> _Extracted text_
Modern practitioners are committed to the diagnosis and treatment of patients and to addressing the patient’s objectives and assessing patient satisfaction, as part of a comprehensive approach to care [19]. Scar is a part of surgical outcome. Efforts to assess the patient’s perspective will result in better therapeutic interventions to improve scar quality and acceptance [20]. For that purpose, an instrument like SCARQ must be available in other languages than English, for a much broader use. French alone is estimated to be spoken daily in Metropolitan France by 76 million native speakers and by 235 million fluent speakers worldwide.

Our translation process has already been used in other studies [21, 22]. It ensures a translation of the idea or concept, more meaningful and accurate than a mere literal translation [23]. ISPOR and WHO recommendations were chosen for the translation process, in order to obtain culturally adapted French version of the SCAR-Q questionnaire. Combining forth and back translation methods, we reduced potential biases in the process. Two-way translation, combined with a panel expert review and patient interviews, guarantees a culturally and socially adapted version. No translation can perfectly match the original document because of conceptual differences due to diverging languages histories. However, back translation into the original language ensures a conceptually valid translation [23]. By incorporating different medical specialties and paramedics in the panel of experts, we tried to make an easily understandable questionnaire. Actual patients were integrated into this process, to check whether the proposed version was also suitable for non-medical or non-paramedical users. To cover the variability of situations, we included patients with different types (keloid, contracture, hypertrophic) and locations (face and neck, chest, upper and lower members) of scars to be as representative as possible of target patients.

Cronbach’s alphas of the French version of SCAR-Q were high (0.97, 0.90 and 0.97 for SCAR-Q Appearance, Symptoms, and Psychological scales, respectively) thus demonstrating a high level of internal reliability. This is consistent Cronbach’s alpha values of the original scale [4], ie 0.96, 0.91, and 0.95, respectively. The ceiling effect found on each subscale was probably related to the fact that scars were not the main reason for consultation in our cohort, explaining the high number of high scores (Fig. 1). Moreover, the majority of patients had scars for more than 1 year, thus probably increasing patients’ acceptance and increasing the scores. This must be confirmed by multiple patients’ evaluation at different time. As expected, subscales were positively correlated, but not too strongly (0.45 < ρ < 0.65) which supports the idea that they measure distinct dimensions. The repeatability analysis attests to the efficacy of the questionnaire although generated by translation into French.

> _Aim of the task_
Write the next part of the discussion of the French version of the SCAR-Q scar questionnaire, picking up right after its last sentence. The rows after this aren't needed for the task.

> _Extracted entries_

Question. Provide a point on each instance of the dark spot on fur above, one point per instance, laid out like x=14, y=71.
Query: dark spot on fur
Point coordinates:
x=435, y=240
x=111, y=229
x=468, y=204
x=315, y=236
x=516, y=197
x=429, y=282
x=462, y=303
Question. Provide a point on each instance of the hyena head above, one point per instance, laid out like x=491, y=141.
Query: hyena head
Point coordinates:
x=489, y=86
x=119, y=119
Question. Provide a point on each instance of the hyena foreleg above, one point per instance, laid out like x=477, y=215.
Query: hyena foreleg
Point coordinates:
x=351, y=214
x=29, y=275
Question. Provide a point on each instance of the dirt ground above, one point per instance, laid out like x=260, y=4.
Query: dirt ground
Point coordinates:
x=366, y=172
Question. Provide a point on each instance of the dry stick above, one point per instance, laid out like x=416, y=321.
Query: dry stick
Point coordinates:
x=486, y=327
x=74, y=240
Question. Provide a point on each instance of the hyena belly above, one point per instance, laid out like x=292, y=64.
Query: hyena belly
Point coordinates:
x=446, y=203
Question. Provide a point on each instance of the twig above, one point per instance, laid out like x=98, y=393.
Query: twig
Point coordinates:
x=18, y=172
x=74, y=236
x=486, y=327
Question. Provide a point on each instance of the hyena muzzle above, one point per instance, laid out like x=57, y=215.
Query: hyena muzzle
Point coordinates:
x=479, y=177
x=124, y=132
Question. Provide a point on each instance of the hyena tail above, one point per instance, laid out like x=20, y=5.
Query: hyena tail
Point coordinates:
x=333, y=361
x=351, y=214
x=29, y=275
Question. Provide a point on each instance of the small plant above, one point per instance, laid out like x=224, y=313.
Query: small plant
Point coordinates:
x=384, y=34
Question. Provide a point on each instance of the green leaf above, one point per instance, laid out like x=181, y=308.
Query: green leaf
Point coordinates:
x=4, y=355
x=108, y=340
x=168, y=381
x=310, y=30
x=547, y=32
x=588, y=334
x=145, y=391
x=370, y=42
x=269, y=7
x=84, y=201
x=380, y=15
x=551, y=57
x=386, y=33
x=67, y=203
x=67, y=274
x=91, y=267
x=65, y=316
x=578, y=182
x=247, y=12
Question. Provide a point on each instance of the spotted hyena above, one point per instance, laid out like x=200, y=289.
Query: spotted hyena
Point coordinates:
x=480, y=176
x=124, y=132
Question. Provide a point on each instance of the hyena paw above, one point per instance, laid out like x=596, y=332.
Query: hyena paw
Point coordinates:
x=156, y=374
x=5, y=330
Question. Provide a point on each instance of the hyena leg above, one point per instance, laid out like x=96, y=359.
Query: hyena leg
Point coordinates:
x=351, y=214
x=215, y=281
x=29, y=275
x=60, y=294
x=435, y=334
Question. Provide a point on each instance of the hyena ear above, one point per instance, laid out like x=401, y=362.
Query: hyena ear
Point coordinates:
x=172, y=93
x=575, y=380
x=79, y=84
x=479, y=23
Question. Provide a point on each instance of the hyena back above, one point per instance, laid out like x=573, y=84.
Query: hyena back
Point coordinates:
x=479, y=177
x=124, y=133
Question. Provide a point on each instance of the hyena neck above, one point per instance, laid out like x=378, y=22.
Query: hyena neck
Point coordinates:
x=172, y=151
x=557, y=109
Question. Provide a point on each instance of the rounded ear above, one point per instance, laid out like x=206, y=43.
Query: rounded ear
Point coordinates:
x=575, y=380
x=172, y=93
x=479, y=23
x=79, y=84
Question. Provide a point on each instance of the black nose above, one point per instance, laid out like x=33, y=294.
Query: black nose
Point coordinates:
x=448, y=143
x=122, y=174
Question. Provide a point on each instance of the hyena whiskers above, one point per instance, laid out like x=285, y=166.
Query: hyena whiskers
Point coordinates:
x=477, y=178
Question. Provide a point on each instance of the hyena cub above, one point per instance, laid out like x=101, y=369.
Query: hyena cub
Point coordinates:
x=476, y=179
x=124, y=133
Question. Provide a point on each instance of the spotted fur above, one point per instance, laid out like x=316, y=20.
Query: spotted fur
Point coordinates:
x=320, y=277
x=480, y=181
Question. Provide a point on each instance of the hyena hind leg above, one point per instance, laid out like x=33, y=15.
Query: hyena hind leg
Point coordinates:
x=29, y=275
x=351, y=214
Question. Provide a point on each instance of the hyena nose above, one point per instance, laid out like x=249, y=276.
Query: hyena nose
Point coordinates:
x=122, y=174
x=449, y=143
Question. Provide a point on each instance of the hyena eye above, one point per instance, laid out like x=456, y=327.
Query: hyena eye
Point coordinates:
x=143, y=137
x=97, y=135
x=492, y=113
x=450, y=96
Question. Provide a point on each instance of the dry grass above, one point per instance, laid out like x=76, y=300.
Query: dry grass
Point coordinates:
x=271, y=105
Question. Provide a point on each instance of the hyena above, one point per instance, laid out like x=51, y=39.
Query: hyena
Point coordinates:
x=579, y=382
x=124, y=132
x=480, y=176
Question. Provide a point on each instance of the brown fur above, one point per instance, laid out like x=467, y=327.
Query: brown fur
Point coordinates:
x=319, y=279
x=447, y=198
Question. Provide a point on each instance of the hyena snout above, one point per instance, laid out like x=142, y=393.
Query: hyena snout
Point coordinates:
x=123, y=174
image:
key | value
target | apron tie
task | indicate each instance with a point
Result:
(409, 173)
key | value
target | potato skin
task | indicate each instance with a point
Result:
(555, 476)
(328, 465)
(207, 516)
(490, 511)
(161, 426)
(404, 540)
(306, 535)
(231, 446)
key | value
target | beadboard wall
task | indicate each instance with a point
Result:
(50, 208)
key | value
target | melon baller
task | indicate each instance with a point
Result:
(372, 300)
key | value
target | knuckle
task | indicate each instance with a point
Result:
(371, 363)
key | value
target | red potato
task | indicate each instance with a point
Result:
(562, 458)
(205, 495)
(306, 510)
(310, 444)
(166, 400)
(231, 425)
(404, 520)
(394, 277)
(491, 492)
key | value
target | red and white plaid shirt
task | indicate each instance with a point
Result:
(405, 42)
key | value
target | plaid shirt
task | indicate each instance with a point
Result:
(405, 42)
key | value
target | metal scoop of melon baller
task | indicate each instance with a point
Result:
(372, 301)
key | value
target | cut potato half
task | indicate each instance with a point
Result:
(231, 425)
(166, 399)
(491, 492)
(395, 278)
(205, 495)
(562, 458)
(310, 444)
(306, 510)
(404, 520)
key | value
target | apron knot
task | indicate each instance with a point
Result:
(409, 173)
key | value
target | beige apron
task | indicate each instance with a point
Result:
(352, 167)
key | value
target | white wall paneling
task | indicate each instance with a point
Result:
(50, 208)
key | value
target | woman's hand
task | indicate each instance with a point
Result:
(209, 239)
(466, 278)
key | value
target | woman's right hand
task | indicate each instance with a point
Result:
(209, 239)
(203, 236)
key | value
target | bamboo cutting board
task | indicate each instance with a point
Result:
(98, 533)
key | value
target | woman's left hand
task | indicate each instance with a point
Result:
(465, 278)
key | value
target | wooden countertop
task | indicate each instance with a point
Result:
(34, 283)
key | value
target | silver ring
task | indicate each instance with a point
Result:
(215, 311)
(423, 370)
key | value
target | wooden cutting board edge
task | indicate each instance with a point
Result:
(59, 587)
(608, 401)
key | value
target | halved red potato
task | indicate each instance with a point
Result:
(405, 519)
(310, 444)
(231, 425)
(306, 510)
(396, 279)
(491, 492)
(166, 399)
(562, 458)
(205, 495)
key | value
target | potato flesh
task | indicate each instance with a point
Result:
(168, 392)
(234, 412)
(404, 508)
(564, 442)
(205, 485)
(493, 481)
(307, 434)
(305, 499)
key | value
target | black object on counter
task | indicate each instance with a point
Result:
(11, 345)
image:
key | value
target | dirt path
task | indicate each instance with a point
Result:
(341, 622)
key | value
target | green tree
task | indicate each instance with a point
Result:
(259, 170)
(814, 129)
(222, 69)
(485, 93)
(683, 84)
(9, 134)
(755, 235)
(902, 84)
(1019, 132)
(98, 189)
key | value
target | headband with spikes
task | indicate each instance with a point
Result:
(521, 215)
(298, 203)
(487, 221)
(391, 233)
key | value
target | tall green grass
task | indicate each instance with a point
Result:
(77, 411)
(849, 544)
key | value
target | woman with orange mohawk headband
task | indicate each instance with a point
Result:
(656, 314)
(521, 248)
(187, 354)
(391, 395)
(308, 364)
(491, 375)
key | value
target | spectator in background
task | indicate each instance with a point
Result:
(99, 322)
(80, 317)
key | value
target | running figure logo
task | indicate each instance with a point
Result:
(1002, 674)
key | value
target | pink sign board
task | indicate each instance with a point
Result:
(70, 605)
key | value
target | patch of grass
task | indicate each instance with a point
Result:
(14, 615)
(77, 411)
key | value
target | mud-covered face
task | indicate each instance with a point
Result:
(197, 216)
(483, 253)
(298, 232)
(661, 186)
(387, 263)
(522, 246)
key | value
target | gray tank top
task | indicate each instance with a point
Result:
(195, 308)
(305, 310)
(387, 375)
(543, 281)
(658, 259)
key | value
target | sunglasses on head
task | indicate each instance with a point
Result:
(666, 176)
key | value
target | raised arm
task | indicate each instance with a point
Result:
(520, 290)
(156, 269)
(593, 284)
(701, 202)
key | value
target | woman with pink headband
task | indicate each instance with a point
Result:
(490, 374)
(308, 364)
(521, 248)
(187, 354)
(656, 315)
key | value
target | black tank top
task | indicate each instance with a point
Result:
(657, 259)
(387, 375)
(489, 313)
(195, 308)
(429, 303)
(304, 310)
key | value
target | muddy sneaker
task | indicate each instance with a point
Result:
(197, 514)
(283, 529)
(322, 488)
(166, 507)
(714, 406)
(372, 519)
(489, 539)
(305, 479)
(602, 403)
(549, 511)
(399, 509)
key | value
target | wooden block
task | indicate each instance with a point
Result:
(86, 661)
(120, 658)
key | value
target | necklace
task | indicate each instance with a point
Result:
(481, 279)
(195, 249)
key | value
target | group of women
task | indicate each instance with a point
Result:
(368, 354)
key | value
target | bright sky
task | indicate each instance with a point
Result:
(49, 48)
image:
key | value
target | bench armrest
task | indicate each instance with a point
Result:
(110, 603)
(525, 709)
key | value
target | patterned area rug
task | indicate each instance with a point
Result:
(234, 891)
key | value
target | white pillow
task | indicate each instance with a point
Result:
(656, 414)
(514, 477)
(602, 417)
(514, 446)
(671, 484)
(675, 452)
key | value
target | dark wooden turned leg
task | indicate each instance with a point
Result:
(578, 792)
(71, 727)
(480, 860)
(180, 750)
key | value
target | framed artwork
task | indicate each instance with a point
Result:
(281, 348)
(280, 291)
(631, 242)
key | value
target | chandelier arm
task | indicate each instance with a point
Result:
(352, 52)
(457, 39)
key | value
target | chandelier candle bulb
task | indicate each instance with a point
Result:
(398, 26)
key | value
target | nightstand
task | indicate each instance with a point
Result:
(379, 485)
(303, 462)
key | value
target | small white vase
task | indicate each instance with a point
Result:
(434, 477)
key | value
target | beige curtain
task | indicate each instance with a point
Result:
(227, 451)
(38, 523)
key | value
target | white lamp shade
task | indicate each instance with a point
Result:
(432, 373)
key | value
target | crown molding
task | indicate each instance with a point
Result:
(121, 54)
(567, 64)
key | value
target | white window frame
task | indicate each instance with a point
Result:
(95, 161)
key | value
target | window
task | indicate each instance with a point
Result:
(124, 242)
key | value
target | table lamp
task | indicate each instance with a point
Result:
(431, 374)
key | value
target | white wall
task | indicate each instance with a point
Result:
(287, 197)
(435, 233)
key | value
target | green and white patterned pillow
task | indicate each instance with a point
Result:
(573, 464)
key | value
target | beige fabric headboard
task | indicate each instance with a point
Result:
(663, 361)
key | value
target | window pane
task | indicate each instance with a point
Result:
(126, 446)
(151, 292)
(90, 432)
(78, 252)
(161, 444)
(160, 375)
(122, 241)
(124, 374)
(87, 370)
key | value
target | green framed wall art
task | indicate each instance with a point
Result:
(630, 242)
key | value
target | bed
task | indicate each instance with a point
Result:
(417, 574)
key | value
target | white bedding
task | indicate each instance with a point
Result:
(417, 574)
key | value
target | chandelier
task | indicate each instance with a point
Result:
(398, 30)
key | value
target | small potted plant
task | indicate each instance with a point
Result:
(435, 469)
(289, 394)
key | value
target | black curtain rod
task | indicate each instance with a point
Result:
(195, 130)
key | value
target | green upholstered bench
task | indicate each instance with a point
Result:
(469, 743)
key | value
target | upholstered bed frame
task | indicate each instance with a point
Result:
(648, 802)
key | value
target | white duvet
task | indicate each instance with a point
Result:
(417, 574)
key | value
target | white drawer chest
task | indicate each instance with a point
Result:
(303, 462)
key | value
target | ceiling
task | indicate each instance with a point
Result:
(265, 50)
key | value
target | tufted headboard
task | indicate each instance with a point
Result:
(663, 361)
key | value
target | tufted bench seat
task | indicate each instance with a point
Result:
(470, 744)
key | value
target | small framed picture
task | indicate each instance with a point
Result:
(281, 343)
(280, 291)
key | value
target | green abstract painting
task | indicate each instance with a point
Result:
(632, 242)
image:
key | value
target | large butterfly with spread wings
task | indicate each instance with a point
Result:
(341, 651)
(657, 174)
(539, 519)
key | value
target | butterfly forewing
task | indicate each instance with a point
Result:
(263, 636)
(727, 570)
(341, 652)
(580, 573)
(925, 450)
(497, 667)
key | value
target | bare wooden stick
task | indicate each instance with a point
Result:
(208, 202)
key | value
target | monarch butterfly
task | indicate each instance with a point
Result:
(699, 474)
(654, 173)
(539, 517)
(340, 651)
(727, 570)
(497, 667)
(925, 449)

> _Task output_
No translation process is perfect and conceptual differences may remain. However, the combination of two methodologies aimed to minimize bias and statistical validation provided acceptable results. Another study limit is that we do not have demographic information on persons who declined to participate.

Generalizability of study finding may be limited due to the sample characteristics. The sample included a high percentage of persons who had their scars for surgery or trauma. Our sample, smaller than in Ziolkowski et al. study [5], resulted in high ceiling effects across the 3 scales. Furthermore, our sample only included 2 patients with burn scars and our results may not be generalizable to patients with burns. While these finding demonstrate the initial validity of the French translation of the SCAR-Q, future studies are required to examine the reliability and validity in other samples, in particular with among persons with more recent and severe scars.

In further studies, the French SCAR-Q could also be used simultaneously with English version in a study including both English and French-speaking patients. This would allow examination of measurement equivalence.

Conclusion

The SCAR-Q questionnaire is a reference in the field of patient-reported outcomes regarding scar evaluation. The 4-step translation-back translation process made it possible to obtain a high-quality French version in line with the original document. This translated version is now usable in France.